Render every line of the records below as a JSON list of strings, one string per line, omitting any blank lines.

##############################

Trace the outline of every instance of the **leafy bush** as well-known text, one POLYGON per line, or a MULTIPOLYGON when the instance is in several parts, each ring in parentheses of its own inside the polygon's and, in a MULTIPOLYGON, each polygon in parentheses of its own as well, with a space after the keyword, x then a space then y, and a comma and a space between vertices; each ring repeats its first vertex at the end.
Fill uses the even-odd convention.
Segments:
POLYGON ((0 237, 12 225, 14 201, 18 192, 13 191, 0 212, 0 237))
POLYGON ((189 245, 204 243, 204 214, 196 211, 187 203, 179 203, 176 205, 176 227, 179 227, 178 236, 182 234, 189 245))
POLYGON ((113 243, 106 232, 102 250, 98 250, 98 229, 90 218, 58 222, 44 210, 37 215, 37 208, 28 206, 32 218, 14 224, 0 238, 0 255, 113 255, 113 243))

##############################

**Complete output:**
[
  "Trace the outline of every instance of the **leafy bush** as well-known text, one POLYGON per line, or a MULTIPOLYGON when the instance is in several parts, each ring in parentheses of its own inside the polygon's and, in a MULTIPOLYGON, each polygon in parentheses of its own as well, with a space after the keyword, x then a space then y, and a comma and a space between vertices; each ring repeats its first vertex at the end.",
  "Fill uses the even-odd convention.",
  "Segments:",
  "POLYGON ((0 237, 12 225, 14 201, 18 192, 13 191, 0 212, 0 237))",
  "POLYGON ((189 245, 204 243, 204 214, 196 211, 187 203, 179 203, 176 205, 176 227, 179 227, 178 236, 182 234, 189 245))",
  "POLYGON ((113 243, 106 232, 102 250, 98 250, 98 229, 90 218, 58 222, 44 210, 37 215, 37 208, 28 206, 32 218, 14 224, 0 238, 0 255, 113 255, 113 243))"
]